## Problem statement:
Copy the full listing, changing nothing.

━━ Supplied records ━━

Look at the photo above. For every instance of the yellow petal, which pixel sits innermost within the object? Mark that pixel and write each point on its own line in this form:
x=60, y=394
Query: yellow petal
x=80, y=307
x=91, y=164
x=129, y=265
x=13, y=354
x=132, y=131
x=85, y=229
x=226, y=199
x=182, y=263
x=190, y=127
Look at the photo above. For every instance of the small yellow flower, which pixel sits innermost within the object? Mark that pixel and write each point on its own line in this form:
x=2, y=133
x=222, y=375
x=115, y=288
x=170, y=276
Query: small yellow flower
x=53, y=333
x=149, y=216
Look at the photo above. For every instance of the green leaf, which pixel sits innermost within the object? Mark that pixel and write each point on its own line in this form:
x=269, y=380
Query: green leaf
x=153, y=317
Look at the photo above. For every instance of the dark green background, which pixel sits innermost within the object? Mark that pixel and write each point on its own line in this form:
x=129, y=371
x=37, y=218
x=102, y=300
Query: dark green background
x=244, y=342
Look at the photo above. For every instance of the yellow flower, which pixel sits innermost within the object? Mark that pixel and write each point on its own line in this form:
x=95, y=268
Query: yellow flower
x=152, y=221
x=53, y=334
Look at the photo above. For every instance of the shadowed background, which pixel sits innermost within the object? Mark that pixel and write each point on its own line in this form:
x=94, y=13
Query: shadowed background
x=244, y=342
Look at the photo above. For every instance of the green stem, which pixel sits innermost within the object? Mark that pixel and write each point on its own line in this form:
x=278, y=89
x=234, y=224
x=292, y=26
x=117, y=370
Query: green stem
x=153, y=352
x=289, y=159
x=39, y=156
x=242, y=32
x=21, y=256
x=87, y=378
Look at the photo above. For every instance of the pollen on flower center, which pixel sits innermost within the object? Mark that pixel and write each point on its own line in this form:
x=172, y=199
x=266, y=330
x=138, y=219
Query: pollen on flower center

━━━

## Solution:
Look at the photo above. For every instance of the yellow petal, which pixel sits innermost within the object? Mark that pixel and write each point on its own line in this form:
x=60, y=394
Query: yellow petal
x=80, y=307
x=91, y=164
x=129, y=265
x=13, y=354
x=132, y=131
x=85, y=229
x=226, y=199
x=182, y=263
x=190, y=127
Look at the photo above. For every instance of the small yellow flower, which pixel sits innermost within the object? Mark that pixel and write each point on its own line in this form:
x=2, y=133
x=222, y=375
x=115, y=288
x=170, y=276
Query: small yellow flower
x=53, y=333
x=149, y=216
Look at the photo above. For every instance of the green leaf, which pixel sits innermost within the object? Mark that pixel and write each point on its own line in this form:
x=269, y=380
Query: green leaf
x=153, y=317
Look at the photo above. For every instance of the dark green background, which pixel sits innermost within the object? Mark that pixel and write each point on its own line in this form:
x=129, y=371
x=37, y=218
x=102, y=300
Query: dark green background
x=244, y=342
Look at the photo above. For every instance of the yellow flower, which pixel sits innermost within the object? Mark that pixel and write each point on its own line in this form:
x=95, y=268
Query: yellow flower
x=152, y=221
x=53, y=334
Look at the photo above. For every instance of the shadowed background, which pixel sits innermost within the object? Mark that pixel and write each point on its own line in this form:
x=94, y=13
Query: shadowed background
x=244, y=342
Look at the photo above. For every instance of the green stem, which pixel sits innermost within the object? Mark that pixel and write each point on its own line in this form:
x=278, y=89
x=234, y=224
x=292, y=26
x=117, y=370
Query: green stem
x=153, y=352
x=289, y=159
x=39, y=156
x=242, y=32
x=21, y=256
x=87, y=378
Look at the photo above. For every instance of the pollen on flower center, which pixel sits innermost within the object? Mark that pixel and write each point on its own line in this form:
x=172, y=199
x=266, y=330
x=138, y=219
Query: pollen on flower center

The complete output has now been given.